Objectif →
Reproduisez à l'identique le passage de l'extrait sur l'agrivoltaïsme qui commence à « L’agrivoltaïsme, ou agri-PV, représente » et se termine à « spécifique sur le sujet. ».

::: Extrait à lire :::

L’agrivoltaïsme, ou agri-PV, représente une opportunité majeure pour la transition énergétique et agricole en Europe centrale, selon le think tank Ember qui publie un rapport sur le sujet. En exploitant conjointement les surfaces agricoles pour la production d’aliments et d’électricité, ce modèle pourrait permettre à la région de tripler sa production d’électricité renouvelable actuelle, tout en assurant la sécurité alimentaire et en augmentant les revenus des agriculteurs. Cependant, malgré des perspectives prometteuses, des obstacles réglementaires freinent encore son développement, notamment en Pologne, en Hongrie et en Slovaquie, alors que la Tchéquie a déjà adopté une législation spécifique sur le sujet.
Qu’est-ce que l’agrivoltaïsme ?
L’agrivoltaïsme consiste à associer sur une même parcelle agricole la production de cultures et la production d’électricité à partir de panneaux solaires. Les installations peuvent prendre différentes formes, notamment des panneaux surélevés au-dessus des cultures ou des panneaux verticaux installés entre les rangées de céréales. Cette configuration permet de conserver l’usage agricole du sol tout en générant de l’énergie renouvelable.
Un potentiel immense pour l’Europe centrale
180 GW de capacité solaire possible
Selon le think-tank Ember, la Pologne, la Tchéquie, la Hongrie et la Slovaquie pourraient installer jusqu’à 180 GW de panneaux solaires via l’agrivoltaïsme. Ce potentiel est trois fois supérieur aux objectifs climatiques actuels de ces pays pour 2030 (60 GW) et sept fois plus élevé que la capacité solaire installée à la fin de 2023 (25 GW).

::: Données enregistrées :::

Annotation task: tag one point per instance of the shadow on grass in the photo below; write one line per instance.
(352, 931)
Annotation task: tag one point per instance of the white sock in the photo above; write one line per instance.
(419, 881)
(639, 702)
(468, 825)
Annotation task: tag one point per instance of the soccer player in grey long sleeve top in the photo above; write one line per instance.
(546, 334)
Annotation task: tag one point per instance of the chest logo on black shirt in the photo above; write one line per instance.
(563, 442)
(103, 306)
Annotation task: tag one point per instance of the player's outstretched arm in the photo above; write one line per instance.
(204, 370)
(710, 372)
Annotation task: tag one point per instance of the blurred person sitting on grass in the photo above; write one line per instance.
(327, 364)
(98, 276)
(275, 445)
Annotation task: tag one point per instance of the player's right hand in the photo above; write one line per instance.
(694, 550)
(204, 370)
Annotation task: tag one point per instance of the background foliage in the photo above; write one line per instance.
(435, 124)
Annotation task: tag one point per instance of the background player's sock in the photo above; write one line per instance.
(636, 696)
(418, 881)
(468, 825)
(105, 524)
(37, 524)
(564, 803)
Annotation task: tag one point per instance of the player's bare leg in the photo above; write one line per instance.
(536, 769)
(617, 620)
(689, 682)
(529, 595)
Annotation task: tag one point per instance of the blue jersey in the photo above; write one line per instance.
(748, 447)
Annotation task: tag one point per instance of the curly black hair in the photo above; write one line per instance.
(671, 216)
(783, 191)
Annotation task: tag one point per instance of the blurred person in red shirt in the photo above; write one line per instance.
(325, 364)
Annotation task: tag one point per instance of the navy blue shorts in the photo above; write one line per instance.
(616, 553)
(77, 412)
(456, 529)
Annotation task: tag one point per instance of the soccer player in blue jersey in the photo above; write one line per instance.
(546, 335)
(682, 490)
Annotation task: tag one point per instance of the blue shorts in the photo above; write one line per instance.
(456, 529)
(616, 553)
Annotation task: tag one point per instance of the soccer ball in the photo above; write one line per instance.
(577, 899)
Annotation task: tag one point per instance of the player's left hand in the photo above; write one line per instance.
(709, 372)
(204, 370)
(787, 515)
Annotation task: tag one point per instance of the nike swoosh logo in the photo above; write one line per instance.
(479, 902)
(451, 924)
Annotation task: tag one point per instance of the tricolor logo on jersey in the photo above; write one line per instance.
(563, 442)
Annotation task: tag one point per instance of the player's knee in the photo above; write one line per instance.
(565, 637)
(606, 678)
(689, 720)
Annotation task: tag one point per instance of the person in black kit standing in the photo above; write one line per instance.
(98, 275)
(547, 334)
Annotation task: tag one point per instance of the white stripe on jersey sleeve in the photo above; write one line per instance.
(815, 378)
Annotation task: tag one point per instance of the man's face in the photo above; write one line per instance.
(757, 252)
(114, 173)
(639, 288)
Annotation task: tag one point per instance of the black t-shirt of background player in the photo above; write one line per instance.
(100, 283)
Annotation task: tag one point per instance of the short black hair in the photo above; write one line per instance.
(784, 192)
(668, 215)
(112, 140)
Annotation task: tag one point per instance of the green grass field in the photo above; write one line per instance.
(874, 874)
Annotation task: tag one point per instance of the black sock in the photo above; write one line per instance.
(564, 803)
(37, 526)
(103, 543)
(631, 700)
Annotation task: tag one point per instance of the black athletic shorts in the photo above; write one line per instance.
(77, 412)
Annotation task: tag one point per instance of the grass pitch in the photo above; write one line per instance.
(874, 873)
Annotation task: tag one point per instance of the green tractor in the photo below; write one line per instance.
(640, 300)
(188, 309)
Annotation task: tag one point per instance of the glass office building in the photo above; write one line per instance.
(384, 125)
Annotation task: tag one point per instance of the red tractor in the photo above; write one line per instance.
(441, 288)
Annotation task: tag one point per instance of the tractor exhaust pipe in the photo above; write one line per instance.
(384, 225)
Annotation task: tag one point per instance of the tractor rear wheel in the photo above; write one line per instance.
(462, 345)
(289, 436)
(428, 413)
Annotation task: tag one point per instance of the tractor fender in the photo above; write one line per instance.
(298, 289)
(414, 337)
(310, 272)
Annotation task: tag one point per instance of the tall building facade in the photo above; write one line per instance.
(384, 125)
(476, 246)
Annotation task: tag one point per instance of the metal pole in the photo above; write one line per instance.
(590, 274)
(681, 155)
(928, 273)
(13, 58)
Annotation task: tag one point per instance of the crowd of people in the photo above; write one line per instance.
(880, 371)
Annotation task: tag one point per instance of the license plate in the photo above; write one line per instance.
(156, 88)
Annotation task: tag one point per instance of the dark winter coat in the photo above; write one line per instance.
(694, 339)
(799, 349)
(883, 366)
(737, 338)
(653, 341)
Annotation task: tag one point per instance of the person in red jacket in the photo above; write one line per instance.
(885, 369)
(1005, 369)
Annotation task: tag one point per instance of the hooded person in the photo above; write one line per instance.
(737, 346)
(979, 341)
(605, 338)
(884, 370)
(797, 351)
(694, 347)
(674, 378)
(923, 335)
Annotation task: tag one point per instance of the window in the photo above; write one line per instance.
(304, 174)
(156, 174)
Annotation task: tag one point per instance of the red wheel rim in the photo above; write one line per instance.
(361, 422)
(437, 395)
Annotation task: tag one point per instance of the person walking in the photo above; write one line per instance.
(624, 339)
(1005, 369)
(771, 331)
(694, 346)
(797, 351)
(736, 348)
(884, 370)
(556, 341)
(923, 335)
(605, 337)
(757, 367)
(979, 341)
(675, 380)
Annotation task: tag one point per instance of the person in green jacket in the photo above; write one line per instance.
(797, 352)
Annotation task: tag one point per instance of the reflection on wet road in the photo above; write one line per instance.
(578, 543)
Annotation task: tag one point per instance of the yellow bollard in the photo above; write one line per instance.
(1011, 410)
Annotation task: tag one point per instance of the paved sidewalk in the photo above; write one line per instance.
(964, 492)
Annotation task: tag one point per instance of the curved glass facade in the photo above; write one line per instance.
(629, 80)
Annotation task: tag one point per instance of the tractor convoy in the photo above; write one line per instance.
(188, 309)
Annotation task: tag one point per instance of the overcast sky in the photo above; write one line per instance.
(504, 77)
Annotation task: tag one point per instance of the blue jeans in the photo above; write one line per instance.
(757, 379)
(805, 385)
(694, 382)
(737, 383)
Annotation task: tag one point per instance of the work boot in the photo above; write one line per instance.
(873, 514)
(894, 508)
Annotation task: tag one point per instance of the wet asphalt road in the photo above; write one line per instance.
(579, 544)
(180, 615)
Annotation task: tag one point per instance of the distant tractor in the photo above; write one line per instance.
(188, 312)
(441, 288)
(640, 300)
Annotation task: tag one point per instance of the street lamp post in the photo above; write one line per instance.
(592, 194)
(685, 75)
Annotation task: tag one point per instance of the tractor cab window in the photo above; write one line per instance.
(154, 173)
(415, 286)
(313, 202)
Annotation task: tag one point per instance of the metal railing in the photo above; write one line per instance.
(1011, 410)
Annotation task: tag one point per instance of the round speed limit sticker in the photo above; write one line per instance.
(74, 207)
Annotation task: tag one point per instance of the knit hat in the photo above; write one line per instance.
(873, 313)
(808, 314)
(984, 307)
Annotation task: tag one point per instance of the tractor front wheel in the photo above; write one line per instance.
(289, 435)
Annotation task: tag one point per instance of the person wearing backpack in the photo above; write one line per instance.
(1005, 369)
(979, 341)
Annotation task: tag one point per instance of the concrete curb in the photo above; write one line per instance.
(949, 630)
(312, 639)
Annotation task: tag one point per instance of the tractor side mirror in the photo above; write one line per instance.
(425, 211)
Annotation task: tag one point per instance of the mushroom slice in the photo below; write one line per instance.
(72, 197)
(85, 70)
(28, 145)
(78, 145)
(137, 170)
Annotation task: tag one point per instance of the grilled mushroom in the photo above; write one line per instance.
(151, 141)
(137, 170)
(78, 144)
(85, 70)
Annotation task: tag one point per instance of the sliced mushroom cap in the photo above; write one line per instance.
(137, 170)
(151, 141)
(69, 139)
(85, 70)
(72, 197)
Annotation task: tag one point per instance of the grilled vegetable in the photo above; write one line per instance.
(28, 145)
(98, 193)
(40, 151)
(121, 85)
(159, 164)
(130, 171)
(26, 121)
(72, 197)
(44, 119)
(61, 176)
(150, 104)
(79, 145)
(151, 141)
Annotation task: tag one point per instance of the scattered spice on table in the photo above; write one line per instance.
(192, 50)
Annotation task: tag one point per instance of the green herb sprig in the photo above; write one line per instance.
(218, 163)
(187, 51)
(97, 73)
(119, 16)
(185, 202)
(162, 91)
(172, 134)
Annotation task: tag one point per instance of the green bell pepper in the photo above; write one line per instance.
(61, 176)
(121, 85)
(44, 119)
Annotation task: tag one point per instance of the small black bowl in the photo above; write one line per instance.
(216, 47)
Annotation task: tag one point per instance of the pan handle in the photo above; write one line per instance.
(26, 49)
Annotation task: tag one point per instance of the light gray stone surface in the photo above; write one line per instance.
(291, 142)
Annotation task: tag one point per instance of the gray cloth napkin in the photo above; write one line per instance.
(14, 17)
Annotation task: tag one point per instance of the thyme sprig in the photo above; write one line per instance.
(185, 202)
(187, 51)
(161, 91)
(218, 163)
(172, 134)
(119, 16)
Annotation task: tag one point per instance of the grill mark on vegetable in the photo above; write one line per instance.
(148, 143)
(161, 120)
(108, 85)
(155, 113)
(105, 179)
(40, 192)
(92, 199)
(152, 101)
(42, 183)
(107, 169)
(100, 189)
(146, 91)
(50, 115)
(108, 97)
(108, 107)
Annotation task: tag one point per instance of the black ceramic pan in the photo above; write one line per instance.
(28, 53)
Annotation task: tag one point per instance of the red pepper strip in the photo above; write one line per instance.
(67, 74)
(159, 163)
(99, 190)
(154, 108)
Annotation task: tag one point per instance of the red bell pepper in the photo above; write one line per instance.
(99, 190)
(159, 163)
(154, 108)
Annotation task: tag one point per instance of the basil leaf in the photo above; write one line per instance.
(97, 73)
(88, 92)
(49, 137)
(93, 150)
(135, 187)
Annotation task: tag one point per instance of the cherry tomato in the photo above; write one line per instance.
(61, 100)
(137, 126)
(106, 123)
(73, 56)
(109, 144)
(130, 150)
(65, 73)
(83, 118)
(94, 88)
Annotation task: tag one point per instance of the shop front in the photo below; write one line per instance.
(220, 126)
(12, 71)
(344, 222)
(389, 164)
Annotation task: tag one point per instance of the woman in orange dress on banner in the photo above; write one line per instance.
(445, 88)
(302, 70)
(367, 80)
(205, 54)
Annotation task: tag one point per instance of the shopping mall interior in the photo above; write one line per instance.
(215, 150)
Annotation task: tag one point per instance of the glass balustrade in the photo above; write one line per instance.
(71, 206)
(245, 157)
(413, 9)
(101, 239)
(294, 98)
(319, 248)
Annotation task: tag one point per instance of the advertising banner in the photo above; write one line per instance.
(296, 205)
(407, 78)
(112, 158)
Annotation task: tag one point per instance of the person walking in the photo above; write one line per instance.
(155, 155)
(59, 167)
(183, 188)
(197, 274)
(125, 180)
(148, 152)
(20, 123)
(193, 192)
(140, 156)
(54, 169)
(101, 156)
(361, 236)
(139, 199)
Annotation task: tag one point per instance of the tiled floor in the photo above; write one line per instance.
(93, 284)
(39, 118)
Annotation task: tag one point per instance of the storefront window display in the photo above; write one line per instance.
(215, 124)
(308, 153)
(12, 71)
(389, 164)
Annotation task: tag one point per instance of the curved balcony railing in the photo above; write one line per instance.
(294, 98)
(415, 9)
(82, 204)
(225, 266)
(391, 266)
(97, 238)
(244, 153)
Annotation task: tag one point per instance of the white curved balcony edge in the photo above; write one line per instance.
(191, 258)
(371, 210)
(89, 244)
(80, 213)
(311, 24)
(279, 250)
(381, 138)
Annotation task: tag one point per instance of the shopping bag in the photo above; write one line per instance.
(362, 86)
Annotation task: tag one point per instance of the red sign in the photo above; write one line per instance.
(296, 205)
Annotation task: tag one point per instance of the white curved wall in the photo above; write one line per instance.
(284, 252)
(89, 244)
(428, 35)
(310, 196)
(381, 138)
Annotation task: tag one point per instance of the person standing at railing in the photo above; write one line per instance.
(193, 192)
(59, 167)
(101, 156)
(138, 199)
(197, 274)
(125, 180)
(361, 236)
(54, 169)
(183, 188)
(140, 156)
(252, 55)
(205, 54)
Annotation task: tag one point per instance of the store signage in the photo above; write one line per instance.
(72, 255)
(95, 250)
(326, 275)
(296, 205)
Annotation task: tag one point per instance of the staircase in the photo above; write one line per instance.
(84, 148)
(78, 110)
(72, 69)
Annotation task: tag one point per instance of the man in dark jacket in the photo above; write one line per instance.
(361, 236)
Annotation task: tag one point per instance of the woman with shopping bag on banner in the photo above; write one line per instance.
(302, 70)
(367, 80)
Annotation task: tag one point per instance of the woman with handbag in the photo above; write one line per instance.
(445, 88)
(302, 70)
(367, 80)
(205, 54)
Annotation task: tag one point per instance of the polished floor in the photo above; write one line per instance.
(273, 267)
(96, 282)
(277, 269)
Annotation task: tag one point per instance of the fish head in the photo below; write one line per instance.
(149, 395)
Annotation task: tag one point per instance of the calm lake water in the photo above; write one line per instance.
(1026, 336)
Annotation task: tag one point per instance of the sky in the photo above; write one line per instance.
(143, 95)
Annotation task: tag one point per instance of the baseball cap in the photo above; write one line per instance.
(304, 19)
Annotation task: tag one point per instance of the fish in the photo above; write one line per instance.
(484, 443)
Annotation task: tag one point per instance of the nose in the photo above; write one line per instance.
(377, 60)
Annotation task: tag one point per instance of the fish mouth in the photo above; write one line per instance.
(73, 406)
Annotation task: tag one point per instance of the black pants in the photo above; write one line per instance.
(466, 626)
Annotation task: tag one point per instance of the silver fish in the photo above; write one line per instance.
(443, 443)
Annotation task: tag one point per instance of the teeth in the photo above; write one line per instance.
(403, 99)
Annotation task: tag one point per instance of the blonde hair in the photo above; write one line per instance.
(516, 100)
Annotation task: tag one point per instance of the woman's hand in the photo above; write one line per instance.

:::

Corrigé de l'exercice →
L’agrivoltaïsme, ou agri-PV, représente une opportunité majeure pour la transition énergétique et agricole en Europe centrale, selon le think tank Ember qui publie un rapport sur le sujet. En exploitant conjointement les surfaces agricoles pour la production d’aliments et d’électricité, ce modèle pourrait permettre à la région de tripler sa production d’électricité renouvelable actuelle, tout en assurant la sécurité alimentaire et en augmentant les revenus des agriculteurs. Cependant, malgré des perspectives prometteuses, des obstacles réglementaires freinent encore son développement, notamment en Pologne, en Hongrie et en Slovaquie, alors que la Tchéquie a déjà adopté une législation spécifique sur le sujet.